[Extracted records]
========================================================================
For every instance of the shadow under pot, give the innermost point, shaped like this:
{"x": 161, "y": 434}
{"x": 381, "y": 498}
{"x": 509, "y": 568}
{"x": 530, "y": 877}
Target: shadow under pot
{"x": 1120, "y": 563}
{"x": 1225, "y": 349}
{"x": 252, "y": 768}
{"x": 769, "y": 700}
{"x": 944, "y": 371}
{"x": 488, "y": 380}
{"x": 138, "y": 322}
========================================================================
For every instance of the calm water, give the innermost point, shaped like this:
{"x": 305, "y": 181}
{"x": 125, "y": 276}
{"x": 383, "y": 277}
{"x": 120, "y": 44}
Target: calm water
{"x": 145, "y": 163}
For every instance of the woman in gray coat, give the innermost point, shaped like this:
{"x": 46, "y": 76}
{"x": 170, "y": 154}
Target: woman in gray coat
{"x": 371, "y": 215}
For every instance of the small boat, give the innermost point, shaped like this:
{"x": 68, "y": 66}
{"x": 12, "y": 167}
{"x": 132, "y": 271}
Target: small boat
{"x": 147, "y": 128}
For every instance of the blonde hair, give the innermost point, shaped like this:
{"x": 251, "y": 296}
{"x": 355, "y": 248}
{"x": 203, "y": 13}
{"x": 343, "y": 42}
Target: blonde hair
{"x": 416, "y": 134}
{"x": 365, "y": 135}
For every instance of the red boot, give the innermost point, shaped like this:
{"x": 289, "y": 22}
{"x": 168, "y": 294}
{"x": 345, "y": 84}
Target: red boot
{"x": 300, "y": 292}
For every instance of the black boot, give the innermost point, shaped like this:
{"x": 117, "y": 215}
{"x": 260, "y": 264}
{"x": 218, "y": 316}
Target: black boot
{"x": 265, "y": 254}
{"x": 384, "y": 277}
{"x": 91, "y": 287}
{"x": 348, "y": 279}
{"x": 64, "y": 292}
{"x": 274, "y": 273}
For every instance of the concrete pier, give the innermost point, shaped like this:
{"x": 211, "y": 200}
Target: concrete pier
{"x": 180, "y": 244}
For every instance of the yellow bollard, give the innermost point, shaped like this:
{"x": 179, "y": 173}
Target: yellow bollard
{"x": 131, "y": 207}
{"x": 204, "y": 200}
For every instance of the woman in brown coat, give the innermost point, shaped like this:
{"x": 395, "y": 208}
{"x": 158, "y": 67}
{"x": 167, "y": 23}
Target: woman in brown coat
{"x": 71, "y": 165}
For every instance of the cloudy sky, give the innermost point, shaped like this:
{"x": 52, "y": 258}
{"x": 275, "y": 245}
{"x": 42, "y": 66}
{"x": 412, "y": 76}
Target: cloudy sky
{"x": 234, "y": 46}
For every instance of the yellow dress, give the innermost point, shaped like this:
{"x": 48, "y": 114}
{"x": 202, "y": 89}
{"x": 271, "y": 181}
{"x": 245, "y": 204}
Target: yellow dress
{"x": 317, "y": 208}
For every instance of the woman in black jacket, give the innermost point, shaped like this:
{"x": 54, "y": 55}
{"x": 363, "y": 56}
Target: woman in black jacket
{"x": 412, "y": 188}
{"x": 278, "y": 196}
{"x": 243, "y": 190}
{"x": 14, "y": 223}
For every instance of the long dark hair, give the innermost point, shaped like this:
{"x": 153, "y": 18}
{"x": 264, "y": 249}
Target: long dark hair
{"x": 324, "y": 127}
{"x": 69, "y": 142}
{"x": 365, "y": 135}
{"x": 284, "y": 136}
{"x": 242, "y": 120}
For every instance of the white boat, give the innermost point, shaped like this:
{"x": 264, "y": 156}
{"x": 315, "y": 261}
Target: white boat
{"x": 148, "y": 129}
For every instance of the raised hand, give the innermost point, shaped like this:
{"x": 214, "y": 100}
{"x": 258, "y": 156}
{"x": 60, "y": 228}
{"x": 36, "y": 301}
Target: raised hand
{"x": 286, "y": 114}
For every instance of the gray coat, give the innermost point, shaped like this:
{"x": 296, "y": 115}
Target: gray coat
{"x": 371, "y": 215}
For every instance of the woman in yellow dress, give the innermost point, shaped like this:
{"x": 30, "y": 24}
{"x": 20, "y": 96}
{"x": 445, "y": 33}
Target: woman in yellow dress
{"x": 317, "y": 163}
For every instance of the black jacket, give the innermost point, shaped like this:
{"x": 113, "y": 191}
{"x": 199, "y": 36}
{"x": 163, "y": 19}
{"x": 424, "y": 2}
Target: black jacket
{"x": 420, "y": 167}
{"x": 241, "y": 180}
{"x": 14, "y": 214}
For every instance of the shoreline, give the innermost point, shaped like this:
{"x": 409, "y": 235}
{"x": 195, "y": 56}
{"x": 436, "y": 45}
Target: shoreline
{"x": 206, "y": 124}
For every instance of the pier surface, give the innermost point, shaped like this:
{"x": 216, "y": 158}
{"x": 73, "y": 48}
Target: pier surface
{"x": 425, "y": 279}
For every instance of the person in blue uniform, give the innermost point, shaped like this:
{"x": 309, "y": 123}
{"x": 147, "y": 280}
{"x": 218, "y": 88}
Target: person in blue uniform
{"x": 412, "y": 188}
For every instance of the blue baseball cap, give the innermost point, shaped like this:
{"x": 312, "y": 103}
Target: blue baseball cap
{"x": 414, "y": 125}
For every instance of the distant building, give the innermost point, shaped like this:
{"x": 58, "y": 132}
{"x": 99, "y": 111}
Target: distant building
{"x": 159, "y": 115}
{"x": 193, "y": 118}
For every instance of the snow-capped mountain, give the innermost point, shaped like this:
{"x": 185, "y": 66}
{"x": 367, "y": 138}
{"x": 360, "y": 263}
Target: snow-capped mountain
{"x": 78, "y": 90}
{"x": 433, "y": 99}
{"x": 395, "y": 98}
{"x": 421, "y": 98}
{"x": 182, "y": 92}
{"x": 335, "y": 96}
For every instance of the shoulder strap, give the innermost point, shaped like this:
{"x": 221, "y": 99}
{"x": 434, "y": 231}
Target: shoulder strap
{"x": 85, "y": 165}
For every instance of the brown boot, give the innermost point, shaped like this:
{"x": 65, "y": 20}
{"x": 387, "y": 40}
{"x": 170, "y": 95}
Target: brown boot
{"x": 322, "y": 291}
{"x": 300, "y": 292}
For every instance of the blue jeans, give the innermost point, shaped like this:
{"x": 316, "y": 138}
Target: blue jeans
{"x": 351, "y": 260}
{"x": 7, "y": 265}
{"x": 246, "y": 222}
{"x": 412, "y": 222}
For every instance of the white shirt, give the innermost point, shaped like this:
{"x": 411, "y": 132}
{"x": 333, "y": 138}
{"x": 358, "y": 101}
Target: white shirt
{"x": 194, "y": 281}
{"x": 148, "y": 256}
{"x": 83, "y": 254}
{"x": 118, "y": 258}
========================================================================
▸ **EXERCISE DIRECTIONS**
Gather every line from the rows above that contains the string "baseball", and copy each one. Case counts.

▸ **SOLUTION FOR THIS TASK**
For every instance of the blue baseball cap, give the innermost point, shaped like this:
Target: blue baseball cap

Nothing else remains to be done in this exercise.